_WHAT YOU NEED TO DO:_ Only the pictures should be dropped; copy the rest of the entries exactly.

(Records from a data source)
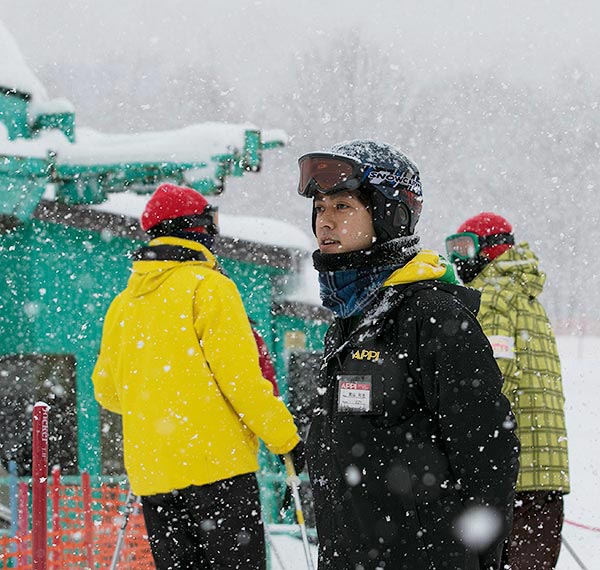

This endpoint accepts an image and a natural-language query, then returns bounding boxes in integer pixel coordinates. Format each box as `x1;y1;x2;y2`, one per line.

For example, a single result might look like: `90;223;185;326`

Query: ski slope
556;336;600;570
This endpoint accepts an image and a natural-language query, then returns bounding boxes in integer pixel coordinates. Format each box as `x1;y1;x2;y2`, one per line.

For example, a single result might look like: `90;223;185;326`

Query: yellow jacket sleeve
194;275;299;455
92;299;123;415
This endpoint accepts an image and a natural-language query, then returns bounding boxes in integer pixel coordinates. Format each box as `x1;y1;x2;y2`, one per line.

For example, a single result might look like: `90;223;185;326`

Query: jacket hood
471;242;545;298
384;249;479;315
127;236;217;297
383;249;459;287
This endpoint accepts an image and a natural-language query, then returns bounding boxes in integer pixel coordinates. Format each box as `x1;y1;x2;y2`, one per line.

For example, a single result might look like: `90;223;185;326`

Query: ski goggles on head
298;152;422;199
297;153;367;198
445;231;514;262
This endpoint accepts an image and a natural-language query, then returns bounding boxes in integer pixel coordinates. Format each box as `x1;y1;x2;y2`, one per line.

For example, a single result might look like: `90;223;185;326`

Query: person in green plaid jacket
446;212;569;570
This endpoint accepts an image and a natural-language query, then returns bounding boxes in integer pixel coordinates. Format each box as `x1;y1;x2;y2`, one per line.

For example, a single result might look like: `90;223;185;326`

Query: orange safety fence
0;479;154;569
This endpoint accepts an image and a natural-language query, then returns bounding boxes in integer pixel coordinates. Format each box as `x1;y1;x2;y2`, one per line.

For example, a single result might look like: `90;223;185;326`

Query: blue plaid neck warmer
318;266;395;318
315;235;421;318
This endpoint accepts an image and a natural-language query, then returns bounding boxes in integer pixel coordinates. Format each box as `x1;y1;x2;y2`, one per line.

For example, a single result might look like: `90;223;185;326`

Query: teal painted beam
1;125;286;213
0;90;31;140
53;160;214;204
54;160;208;179
0;156;50;220
261;140;285;150
32;112;76;143
0;154;49;177
243;130;262;172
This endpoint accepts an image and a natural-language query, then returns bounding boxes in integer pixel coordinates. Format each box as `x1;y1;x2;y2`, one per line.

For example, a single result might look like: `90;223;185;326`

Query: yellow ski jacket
92;236;299;495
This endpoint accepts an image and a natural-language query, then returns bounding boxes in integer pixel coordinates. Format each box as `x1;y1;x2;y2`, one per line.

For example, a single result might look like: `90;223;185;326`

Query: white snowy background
3;1;600;568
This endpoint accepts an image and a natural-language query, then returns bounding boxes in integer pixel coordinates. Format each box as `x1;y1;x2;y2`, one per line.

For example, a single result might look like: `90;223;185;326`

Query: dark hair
355;188;371;209
312;188;371;208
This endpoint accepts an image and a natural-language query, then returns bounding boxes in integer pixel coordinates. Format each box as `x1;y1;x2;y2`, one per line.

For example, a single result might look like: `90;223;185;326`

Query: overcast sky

_OUTPUT:_
This endpoint accepts an image and a natural-language query, then returns bounding boxes in integer pixel coordinates. Format each box as `x1;y1;x2;y2`, one per line.

For example, a single result might look like: `90;223;185;326`

Query: ski slope
556;336;600;570
This endpoint accepts an image and a natural-language query, then returns bounding boxes in integer pixel coordinates. Format each box as `x1;y1;x2;y2`, one per line.

For example, a single result might look like: `90;223;185;326`

Query: yellow jacket sleeve
194;275;299;455
92;299;123;415
This endpoint accepts an image and a natural-language query, then returns bounding boxes in integer pixel coordinates. Format each box as `x1;y1;x2;y2`, one per line.

For example, a single result might look like: `90;223;185;326`

Query: jacket hood
471;242;545;298
384;249;479;315
127;236;217;297
383;249;459;287
This endpoint accepts an image and a natural-language query, then returns bounding boxes in integer pixel coordinates. Format each box as `x1;y1;x2;y2`, one per line.

For example, a single result might look like: `90;223;185;326`

Query: ski goggles on head
298;152;422;199
297;153;367;198
445;231;514;262
This endpoint accepts an image and a natural-language query, then returns bounding boxes in integer pixel coordinates. Format each box as `x1;y1;x2;y2`, one per line.

For example, a single result might look like: `90;223;185;326`

Query: person in green plaid jacket
446;212;569;570
This endpoint accepts an image and a natural-language query, then returns bounding boxes in integer pixel coordinates. Format each box as `x1;y1;x2;y2`, one per line.

For example, a single result might look like: `90;223;185;326`

Query: orange safety fence
0;479;154;569
This endpoint accepts an image and a natural-language query, then returns bounding boxes in integer pixel coordinates. Format each box as `x1;y1;x2;y2`, one per line.

For example, a single result might look like: `90;223;185;326`

Query: blue plaid neck warmer
318;266;395;318
315;235;421;318
This endpoint accepts an image and a natural-language query, then returns bounding boxes in integer pixel coordinates. Format each box as `x1;y1;x2;y2`, one per line.

For example, a single result might look like: `90;223;185;326`

Query: teal painted beam
1;125;286;213
0;90;31;140
53;160;214;204
54;160;208;179
0;156;50;220
261;140;285;150
32;112;76;143
0;154;49;177
243;130;262;172
This endpoint accepts an image and a natural-language query, then returns bounding boxes in integer pixel coordinates. Format each box as `x1;y1;x2;y2`, one per line.

For example, a single result might look like: `90;223;185;326`

Query: yellow ski jacket
92;236;299;495
This endpoint accepts an image and a natural-language query, then returns bounding boxes in integer pixel coordinates. Format each box as `x1;y1;x2;y2`, one per line.

For example, a single result might look like: `90;223;185;326`

Query: white snowy background
3;1;600;568
This endpoint accepts an image and a natural-language query, then returns bounding boxes in integer pixel coordinates. Format each box as `x1;y1;x2;y2`, one per line.

For example, a single result might look like: `90;223;185;326`

Query: dark hair
355;188;371;209
312;188;371;208
This endpoint accepts an image and a natural-language query, then returns bounding boxes in integer pixel coordinates. Format each box as `x1;y1;x2;y2`, one per line.

For example, a single result might look like: `90;223;185;326`

Query: overcast sky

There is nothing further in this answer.